# Chapter 3: Calculating the similarity between documents

Continue here - I need to make a decision about whether this is in the same chapter with tf-idf or not. Probably as otherwise the end of that chapter will involve manually calculating the tf-idf for every word, as well as being a bit boring and anti-climatic.

## Define the corpus

[I should put the frequencies of the original corpus here as well - this will just tie together this chapter to the previous chapter and orientate the reader to the chapter.]

Let's put together an example set, but this would also include all of the fairytales as well.

In [263]:
documents = [
    'The princess was clever',
    'The prince was handsome',
    'The prince loved the clever princess',
    '"Prince, handsome prince", said the princess',
]

## Create the index vocabulary

Index vocabulary is simply a numbered list of 'features' (i.e., terms) in our corpus. It includes (unless we explicitly define it) every word in the corpus, hence another reason to get rid of stop words early. These will also be the columns on the term-document matrix. 

In [264]:
index_vocabulary = {
    1: 'clever',
    2: 'handsome',
    3: 'loved',
    4: 'prince',
    5: 'princess',
    6: 'said'
}

In [15]:
index_vocabulary

{1: 'clever', 2: 'handsome', 3: 'loved', 4: 'prince', 5: 'princess', 6: 'said'}

## Turning documents into vectors

To turn a document into a vector, we simply need to count the number of time each term in the index vocabulary occurs in that document. Note that I need to strip out the punctuation and convert the words to lowercase. For the first document (sentence) in the corpus, we get:

In [16]:
import string

def count(document_list, term):
    doc = document_list.lower().translate(None, string.punctuation).split()
    match = [x for x in doc if x == term] 
    return len(match)

In [265]:
documents[0]

'The princess was clever'

In [18]:
m1 = [count(documents[0], x) for x in index_vocabulary.values()]
m1

[1, 0, 0, 0, 1, 0]

We can also represent this a bit more explicitly with a labelled dataframe.

In [19]:
from pandas import DataFrame
df = DataFrame(m1).T
df.columns = index_vocabulary.values()
df

Unnamed: 0,clever,handsome,loved,prince,princess,said
0,1,0,0,0,1,0


In [32]:
import numpy as np
tf_matrix = np.array(tuple([count(d, x) for x in index_vocabulary.values()] for d in documents))
tf_matrix

array([[1, 0, 0, 0, 1, 0],
       [0, 1, 0, 1, 0, 0],
       [1, 0, 1, 1, 1, 0],
       [0, 1, 0, 2, 1, 1]])

+ + + + + + +

What this task involves: In the chapter on document similarity, what does the index vocabulary include unless it is explicitly defined?

(Items stored from a collection)
+ + + + + + +

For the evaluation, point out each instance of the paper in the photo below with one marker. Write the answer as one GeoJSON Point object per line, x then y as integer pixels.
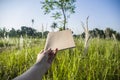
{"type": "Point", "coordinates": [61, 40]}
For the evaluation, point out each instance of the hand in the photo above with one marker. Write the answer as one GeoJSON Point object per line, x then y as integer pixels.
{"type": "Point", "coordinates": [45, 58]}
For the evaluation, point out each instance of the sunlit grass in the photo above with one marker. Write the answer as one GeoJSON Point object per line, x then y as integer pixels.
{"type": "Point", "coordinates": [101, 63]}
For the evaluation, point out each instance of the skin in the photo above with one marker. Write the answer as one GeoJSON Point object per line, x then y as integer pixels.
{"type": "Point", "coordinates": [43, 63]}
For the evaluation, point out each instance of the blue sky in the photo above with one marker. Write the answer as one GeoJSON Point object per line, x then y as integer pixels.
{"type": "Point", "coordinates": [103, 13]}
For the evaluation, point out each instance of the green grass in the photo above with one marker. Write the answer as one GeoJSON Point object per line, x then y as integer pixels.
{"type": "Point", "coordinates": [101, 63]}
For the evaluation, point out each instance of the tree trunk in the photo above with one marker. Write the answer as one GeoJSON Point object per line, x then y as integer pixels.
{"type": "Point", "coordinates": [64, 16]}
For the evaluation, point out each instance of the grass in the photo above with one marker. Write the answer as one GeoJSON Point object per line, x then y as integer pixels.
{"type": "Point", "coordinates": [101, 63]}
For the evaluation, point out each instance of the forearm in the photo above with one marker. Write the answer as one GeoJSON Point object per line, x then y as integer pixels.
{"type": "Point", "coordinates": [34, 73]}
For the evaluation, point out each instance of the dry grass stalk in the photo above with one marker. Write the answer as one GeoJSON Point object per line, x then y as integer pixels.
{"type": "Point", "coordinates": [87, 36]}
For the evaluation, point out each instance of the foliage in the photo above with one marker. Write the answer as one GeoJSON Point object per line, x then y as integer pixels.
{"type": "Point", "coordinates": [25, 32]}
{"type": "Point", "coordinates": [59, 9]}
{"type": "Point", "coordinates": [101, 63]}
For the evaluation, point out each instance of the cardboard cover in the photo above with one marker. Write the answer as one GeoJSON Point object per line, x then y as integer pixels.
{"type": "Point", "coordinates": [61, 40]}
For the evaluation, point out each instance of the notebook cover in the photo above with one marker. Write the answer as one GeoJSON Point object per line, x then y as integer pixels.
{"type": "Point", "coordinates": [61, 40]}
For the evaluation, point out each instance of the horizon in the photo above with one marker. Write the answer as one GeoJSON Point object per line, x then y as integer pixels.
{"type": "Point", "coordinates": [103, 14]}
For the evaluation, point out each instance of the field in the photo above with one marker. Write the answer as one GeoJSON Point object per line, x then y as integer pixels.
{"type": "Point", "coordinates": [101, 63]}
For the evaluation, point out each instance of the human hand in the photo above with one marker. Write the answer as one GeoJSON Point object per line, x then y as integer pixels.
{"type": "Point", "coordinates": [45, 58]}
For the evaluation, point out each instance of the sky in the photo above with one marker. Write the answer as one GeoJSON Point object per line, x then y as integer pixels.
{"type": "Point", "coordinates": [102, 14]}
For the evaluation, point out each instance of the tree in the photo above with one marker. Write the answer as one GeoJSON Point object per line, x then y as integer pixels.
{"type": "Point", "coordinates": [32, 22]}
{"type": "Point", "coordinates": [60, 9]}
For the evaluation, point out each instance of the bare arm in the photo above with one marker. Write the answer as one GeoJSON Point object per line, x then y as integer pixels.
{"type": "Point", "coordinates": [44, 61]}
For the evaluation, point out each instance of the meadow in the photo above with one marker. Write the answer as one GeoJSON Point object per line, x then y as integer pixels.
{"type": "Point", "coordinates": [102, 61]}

+ + + + + + +

Solution to this problem: Every word in the corpus.